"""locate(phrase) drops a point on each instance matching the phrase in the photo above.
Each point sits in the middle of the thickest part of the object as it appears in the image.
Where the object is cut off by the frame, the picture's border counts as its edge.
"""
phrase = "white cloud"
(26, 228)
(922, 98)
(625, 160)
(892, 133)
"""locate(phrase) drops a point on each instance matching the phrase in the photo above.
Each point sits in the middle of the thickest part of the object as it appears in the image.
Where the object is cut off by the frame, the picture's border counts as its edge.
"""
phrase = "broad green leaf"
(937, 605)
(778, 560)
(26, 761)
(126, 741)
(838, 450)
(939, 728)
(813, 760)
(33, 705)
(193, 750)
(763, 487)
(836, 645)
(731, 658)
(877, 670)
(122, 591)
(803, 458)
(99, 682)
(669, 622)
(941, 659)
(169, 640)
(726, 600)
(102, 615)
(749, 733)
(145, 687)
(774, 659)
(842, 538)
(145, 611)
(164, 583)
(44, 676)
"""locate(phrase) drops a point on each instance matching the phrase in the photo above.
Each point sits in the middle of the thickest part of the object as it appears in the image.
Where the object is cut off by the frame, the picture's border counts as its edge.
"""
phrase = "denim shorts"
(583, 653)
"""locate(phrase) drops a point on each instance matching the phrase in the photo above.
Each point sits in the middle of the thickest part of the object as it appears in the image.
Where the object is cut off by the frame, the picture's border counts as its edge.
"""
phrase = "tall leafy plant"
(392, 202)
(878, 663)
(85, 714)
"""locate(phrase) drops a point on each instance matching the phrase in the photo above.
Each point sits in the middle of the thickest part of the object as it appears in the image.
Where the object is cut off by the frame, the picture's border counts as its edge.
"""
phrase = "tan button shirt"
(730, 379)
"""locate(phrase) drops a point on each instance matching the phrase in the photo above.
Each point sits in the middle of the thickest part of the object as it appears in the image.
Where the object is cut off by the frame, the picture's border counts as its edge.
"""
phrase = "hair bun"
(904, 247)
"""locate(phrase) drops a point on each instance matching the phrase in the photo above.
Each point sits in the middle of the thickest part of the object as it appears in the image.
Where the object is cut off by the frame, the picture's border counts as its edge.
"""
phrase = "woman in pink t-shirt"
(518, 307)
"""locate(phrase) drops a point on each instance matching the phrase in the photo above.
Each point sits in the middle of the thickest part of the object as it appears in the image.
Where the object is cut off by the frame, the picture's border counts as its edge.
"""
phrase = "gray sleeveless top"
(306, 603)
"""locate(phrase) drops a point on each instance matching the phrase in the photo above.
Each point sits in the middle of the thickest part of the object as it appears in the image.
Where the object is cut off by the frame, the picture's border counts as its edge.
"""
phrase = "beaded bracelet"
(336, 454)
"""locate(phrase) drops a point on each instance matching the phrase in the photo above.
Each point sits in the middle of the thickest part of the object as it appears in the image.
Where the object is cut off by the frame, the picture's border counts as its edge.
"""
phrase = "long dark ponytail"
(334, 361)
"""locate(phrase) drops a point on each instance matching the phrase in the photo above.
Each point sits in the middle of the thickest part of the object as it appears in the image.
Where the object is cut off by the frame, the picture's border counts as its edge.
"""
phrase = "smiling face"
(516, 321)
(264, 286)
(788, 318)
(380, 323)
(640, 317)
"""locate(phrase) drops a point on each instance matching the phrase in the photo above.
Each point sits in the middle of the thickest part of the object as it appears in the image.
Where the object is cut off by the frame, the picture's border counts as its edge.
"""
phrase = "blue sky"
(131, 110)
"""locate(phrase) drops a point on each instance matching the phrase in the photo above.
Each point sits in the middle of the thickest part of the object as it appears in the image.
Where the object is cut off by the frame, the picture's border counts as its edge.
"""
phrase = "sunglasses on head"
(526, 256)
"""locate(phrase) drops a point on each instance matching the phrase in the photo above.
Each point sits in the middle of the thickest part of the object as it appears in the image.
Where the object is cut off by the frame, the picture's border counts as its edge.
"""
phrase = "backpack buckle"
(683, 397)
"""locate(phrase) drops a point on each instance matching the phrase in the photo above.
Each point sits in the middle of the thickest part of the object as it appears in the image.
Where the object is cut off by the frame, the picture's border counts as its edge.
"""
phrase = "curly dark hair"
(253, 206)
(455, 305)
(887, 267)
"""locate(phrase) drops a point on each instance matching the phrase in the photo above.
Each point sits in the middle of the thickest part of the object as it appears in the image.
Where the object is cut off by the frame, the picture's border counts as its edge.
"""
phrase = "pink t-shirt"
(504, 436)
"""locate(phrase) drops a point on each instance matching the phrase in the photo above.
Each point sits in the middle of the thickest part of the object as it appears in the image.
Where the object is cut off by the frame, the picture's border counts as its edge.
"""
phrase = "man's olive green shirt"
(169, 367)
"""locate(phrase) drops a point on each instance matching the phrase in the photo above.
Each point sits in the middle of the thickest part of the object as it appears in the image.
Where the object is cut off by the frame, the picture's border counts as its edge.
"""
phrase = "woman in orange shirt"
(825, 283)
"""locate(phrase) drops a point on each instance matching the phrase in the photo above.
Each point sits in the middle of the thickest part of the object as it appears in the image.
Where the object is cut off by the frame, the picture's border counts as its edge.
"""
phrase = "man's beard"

※

■ **Work to be completed**
Please reproduce the material above exactly, line by line.

■ **Problem solution**
"""locate(phrase) drops a point on each instance matching the phrase in the photo above.
Each point sits in the middle of the thickest part of the object as it appears in the image.
Where the object is cut off by the frame, the picture's border counts as its edge.
"""
phrase = "white cloud"
(26, 228)
(922, 98)
(625, 160)
(892, 133)
"""locate(phrase) drops a point on each instance matching the phrase in the photo above.
Each point sits in the middle of the thickest part of the object as it appears in the image.
Where the object is cut off by the frame, the picture's border counts as its edge.
"""
phrase = "broad green leaf"
(937, 605)
(778, 560)
(26, 761)
(126, 741)
(838, 450)
(939, 728)
(813, 760)
(33, 705)
(193, 750)
(763, 487)
(836, 645)
(731, 658)
(877, 670)
(122, 591)
(803, 458)
(99, 682)
(669, 622)
(941, 659)
(169, 640)
(726, 600)
(102, 615)
(749, 733)
(145, 687)
(774, 659)
(842, 538)
(145, 611)
(164, 583)
(44, 676)
"""locate(phrase) drops a point on each instance matching the phrase in the photo above.
Each point sits in the middle of the thickest part of the object as it appears in the image.
Where the object is cut off by the frame, the picture's border counts as its edge.
"""
phrase = "denim shorts"
(583, 653)
"""locate(phrase) drops a point on each instance matching the phrase in the photo above.
Each point sits in the middle of the thickest part of the object as it appears in the image.
Where the object is cut off by the frame, the picture's border counts as its edge.
"""
phrase = "tall leafy plant"
(392, 202)
(878, 663)
(85, 714)
"""locate(phrase) drops a point on each instance matching the phrase in the photo above.
Each point sits in the middle of the thickest part of the object as it appears in the image.
Where the object is cut off by the frame, the picture's border counts as its edge.
"""
phrase = "tan button shirt"
(730, 379)
"""locate(phrase) drops a point on each instance matching the phrase in the photo above.
Each point sits in the middle of the thickest part of the object as it appears in the image.
Where the object is cut off by the frame, the picture's border counts as its edge.
"""
phrase = "hair bun"
(904, 247)
"""locate(phrase) drops a point on each instance matching the phrase in the photo above.
Each point sits in the middle of the thickest part of the object as it appears in the image.
Where the object is cut off by the frame, the picture's border counts as its edge.
"""
phrase = "woman in pink t-shirt"
(518, 307)
"""locate(phrase) drops a point on each instance matching the phrase in the photo above.
Each point sits in the middle of the thickest part of the object as it appears in the image.
Where the object is cut off by the frame, the picture's border counts as its edge.
"""
phrase = "gray sleeveless top"
(306, 603)
"""locate(phrase) drops a point on each instance matching the phrase in the photo above.
Each point sits in the middle of the thickest part of the object as it appears in the image.
Where the object is cut off by the frame, the picture's border counts as its edge.
"""
phrase = "beaded bracelet"
(336, 454)
"""locate(phrase) drops a point on each instance matching the phrase in the photo above.
Each point sits in the middle of the thickest part of the object as it appears in the image.
Where the object is cut off by the frame, the picture's border counts as its edge.
"""
phrase = "long dark ponytail"
(334, 361)
"""locate(phrase) drops a point on each instance matching the phrase in the photo above.
Each point sits in the middle of the thickest part of the object as it appears in the image.
Where the object is cut off by the frame, the picture's border counts as its edge.
"""
phrase = "smiling face"
(516, 321)
(264, 286)
(788, 318)
(380, 323)
(640, 317)
"""locate(phrase) drops a point on each instance matching the phrase in the photo above.
Each point sits in the middle of the thickest part of the object as it appears in the image.
Where the object is cut off by the frame, the picture's border counts as its edge.
"""
phrase = "blue sky"
(131, 110)
"""locate(phrase) drops a point on each instance matching the phrase in the photo above.
Each point sits in the middle of the thickest part of the object as it appears in the image.
Where the object is cut off by the frame, the picture's border counts as its edge.
"""
phrase = "sunglasses on head"
(526, 256)
"""locate(phrase) drops a point on each instance matching the phrase in the photo above.
Each point sits in the middle of the thickest part of the object as it appears in the image.
Where the object is cut off by the frame, the picture's border counts as its edge.
"""
phrase = "backpack buckle"
(683, 397)
"""locate(phrase) drops a point on each instance matching the phrase in the photo above.
Each point sits in the middle of the thickest part of the object as it appears in the image.
Where the object is cut off by the frame, the picture's border counts as its edge.
"""
phrase = "curly dark hair"
(253, 206)
(455, 305)
(887, 267)
"""locate(phrase) drops a point on each instance matching the phrase in the photo above.
Each point sits in the middle of the thickest part of the object as it appears in the image.
Where the object is cut off by the frame, the picture's border counts as its edge.
"""
phrase = "pink t-shirt"
(504, 436)
"""locate(phrase) drops a point on each instance matching the phrase in the photo above.
Each point sits in the middle of the thickest part of the object as it appears in the image.
Where the object is cut off by the frame, the picture's border counts as its edge.
"""
phrase = "man's olive green shirt"
(169, 367)
"""locate(phrase) drops a point on each instance matching the phrase in the photo above.
Each point sits in the middle of the thickest part of the object as it appears in the image.
Where the object is cut off by the frame, the picture's border counts as its edge.
"""
phrase = "woman in orange shirt"
(825, 283)
"""locate(phrase) drops a point on each instance matching the phrase in the photo above.
Each point sits in the middle of the thickest part of the object as it appears in the image.
Where the object is cut off by the frame, the picture's border counts as its edge.
"""
phrase = "man's beard"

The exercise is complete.